* [WHAT IS REQUIRED]
An exact copy of every record below is what's needed here.

Start of Block

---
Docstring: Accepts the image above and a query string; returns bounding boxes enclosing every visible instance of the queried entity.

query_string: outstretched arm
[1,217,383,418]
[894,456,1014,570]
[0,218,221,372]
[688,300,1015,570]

End of Block

* [TASK RESULT]
---
Docstring: Accepts the image above and a query string; returns bounding boxes enclosing every visible instance of the queried entity.

query_string: outstretched arm
[1,217,383,418]
[894,456,1014,570]
[0,218,221,372]
[688,300,1015,570]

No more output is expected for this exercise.